───── Reading text

Archive for July, 2007

MBV LP

When you work in music, the wake-up call comes when you’re forced to give up your romantic notions about the nobility of the artistic process.

Art is a nasty business, just as nasty as highway construction, venture capital or any other pursuit that involves trading products or services for money.

I’m reminded of this by Alan McGee’s attack on My Bloody Valentine in a new Guardian article about the revival of shoegaze. Read it here.

Alan started Creation Records, the label that released MBV’s Loveless album. Here’s his quote from the article: “Bloody nonsense. My Bloody Valentine were my comedy band. Ride were different - they were a rock band, really, a fantastic rock band - but My Bloody Valentine were a joke, my way of seeing how far I could push hype.”

Alan has good reason to dislike MBV’s Kevin Shields. The band spent an enormous amount of time and money making Loveless, so much that they pushed Creation’s finances to the brink of label collapse. After the album failed to recoup its costs, Creation let the band move to Island Records. The press were appalled but, once Kevin had Chris Blackwell’s money, he returned to the studio and proceeded not to put out an album for the next fifteen years. If Axl was smarter, he’d point fingers at Kevin whenever anyone starts asking questions about when he’s going to release Chinese Democracy.

──────────
───── Collected data

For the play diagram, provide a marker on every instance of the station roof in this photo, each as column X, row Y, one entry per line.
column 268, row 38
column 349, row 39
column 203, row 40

──────────

Written exercise — How would you sum up the post about My Bloody Valentine in two sentences? The listing was taken from a separate source.

Correct response — Alan McGee, who started Creation Records, attacked My Bloody Valentine in a Guardian article about the shoegaze revival, calling the band a joke he used to see how far he could push hype. He has good reason to dislike Kevin Shields: making Loveless nearly collapsed the label, and after moving to Island Records the band went fifteen years without releasing an album.